SET TASK
Count the lines in the entries below that contain the word "seat", and reply with only that number.

DATASET CONTENT
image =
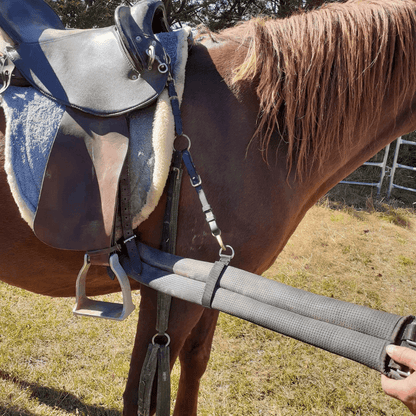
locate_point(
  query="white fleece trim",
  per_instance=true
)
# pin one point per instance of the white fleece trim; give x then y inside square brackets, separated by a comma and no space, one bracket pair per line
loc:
[163,135]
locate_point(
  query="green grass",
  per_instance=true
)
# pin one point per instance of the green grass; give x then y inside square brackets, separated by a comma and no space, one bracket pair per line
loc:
[52,363]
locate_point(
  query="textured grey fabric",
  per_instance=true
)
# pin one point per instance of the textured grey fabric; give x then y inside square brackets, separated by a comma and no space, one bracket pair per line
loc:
[352,331]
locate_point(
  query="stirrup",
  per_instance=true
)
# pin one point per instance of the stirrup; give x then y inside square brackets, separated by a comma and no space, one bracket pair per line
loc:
[98,309]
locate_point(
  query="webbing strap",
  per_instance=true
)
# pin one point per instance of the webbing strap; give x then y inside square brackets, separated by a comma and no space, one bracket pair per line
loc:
[213,279]
[126,222]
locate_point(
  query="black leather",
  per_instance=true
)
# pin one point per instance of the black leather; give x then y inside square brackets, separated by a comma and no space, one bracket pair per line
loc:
[91,70]
[135,28]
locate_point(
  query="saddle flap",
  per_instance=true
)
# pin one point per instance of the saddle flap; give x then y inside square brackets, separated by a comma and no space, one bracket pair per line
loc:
[77,203]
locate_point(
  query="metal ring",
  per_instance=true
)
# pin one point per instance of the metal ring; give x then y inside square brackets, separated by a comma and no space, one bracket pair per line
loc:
[161,335]
[187,138]
[163,68]
[232,251]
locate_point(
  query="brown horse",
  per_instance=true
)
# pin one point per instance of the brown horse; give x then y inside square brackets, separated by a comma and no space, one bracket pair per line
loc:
[278,112]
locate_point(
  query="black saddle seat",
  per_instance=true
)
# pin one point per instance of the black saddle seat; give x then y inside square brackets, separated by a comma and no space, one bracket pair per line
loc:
[103,72]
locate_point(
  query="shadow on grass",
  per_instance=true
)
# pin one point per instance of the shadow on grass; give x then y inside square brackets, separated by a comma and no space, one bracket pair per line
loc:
[56,399]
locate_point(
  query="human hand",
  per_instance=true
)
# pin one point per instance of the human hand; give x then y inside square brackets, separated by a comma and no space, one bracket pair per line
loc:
[403,390]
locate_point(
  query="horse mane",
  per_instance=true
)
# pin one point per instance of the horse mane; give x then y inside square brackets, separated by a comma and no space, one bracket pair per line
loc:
[321,74]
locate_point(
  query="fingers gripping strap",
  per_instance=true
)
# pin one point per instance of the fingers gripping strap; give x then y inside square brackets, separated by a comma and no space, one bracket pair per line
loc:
[213,280]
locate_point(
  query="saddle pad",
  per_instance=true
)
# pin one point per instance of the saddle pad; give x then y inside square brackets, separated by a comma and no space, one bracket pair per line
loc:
[32,121]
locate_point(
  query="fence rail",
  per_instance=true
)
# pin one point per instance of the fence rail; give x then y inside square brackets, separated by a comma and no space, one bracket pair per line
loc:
[396,165]
[388,171]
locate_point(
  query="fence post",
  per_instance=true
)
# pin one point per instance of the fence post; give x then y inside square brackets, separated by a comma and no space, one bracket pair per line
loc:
[396,165]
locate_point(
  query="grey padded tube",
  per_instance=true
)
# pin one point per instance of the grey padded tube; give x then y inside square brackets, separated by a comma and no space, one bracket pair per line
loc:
[352,331]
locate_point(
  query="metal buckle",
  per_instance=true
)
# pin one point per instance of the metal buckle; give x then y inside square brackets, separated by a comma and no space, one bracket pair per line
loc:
[6,70]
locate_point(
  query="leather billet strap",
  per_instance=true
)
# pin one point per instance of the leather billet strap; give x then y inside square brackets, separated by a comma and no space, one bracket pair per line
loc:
[126,220]
[213,279]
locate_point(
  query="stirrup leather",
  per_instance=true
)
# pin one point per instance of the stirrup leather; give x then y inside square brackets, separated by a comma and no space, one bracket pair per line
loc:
[98,309]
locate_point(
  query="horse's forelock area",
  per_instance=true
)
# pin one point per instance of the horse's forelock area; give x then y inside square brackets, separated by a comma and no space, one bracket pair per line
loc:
[340,62]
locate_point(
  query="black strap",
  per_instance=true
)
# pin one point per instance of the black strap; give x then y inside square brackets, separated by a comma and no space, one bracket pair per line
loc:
[158,353]
[213,279]
[126,221]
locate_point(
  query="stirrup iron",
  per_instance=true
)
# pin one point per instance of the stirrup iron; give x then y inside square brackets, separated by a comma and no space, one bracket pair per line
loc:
[98,309]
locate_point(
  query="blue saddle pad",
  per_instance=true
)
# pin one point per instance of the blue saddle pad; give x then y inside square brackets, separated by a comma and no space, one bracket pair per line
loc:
[33,120]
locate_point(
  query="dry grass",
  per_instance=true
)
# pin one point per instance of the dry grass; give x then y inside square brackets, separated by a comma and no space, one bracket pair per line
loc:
[52,363]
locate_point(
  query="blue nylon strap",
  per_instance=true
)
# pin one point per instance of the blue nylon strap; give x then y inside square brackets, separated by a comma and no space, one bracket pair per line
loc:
[213,279]
[174,101]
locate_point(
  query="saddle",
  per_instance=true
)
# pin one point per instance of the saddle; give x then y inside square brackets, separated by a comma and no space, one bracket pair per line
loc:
[100,76]
[104,72]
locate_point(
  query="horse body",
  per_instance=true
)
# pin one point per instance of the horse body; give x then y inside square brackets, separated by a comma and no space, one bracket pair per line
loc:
[258,205]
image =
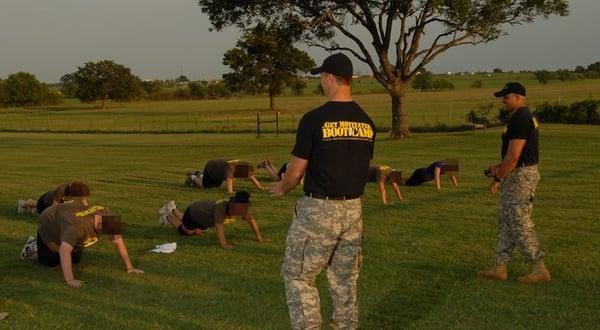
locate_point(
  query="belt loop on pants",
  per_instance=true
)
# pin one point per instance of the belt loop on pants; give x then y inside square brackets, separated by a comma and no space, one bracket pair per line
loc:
[333,198]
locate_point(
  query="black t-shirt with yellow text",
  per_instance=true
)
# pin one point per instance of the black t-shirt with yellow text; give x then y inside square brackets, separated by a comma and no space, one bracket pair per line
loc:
[337,139]
[70,222]
[522,125]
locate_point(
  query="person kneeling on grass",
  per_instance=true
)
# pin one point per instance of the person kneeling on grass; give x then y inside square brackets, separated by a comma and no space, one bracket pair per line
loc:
[275,174]
[218,170]
[64,230]
[47,199]
[432,172]
[201,215]
[381,175]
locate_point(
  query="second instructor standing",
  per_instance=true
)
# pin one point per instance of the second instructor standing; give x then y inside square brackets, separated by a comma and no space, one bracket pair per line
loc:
[334,145]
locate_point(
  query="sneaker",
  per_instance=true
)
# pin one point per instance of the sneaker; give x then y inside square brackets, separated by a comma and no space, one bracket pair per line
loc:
[21,207]
[29,251]
[164,211]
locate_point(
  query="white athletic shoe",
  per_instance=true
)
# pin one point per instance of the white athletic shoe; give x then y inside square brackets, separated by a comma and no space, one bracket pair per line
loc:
[164,211]
[20,207]
[29,251]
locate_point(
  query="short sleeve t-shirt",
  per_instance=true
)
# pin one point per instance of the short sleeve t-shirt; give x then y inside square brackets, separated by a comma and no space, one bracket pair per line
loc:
[337,139]
[71,222]
[205,214]
[522,126]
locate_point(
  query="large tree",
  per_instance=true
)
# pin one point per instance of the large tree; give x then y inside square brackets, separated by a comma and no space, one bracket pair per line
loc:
[265,60]
[404,35]
[103,80]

RESPONSE TO THE TASK
2